[Assignment] Look through the entries below for the string "mask", and copy each line where it is found.

[Exercise data]
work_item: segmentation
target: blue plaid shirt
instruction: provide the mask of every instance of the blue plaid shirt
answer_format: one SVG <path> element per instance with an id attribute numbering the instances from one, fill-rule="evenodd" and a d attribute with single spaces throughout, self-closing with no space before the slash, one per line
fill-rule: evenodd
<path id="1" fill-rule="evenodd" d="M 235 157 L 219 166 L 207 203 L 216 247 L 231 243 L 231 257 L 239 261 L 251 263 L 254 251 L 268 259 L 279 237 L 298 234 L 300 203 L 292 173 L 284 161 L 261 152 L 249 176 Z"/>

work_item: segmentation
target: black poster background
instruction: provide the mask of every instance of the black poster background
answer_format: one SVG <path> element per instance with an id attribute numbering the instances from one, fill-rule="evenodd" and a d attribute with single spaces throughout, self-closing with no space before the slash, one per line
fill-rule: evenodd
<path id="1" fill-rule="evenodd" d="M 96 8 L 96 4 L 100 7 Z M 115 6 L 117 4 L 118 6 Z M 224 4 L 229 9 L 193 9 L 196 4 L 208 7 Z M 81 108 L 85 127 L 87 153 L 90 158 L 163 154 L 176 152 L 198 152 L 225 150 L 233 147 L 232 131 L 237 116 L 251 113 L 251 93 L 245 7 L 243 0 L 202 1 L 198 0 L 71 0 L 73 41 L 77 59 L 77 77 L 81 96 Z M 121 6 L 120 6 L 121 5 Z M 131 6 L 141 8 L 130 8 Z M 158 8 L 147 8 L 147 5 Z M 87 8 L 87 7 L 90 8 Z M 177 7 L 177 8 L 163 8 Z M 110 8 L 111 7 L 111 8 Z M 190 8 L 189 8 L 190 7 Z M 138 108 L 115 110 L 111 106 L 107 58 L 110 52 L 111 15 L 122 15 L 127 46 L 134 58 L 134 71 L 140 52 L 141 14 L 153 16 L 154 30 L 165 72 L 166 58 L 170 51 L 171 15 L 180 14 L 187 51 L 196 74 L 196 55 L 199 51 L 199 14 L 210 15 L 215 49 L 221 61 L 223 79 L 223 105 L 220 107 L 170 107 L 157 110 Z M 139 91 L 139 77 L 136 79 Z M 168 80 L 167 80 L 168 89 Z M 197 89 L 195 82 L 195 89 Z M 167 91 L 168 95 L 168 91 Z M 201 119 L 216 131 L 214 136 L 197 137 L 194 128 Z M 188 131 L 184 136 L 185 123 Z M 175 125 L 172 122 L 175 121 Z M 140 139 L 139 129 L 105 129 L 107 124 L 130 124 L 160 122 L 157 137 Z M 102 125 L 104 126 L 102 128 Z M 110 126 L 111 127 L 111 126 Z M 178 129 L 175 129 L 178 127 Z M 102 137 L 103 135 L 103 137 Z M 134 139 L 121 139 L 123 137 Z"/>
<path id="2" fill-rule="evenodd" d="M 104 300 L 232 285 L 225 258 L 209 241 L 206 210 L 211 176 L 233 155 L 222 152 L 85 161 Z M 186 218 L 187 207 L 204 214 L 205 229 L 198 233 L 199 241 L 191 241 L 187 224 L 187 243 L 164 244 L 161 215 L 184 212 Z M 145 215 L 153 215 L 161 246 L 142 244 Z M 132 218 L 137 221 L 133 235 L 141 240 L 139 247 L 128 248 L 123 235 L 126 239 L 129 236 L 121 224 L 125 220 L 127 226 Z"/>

[Task solution]
instruction: provide the mask of every instance of the blue plaid shirt
instruction: provide the mask of every instance of the black poster background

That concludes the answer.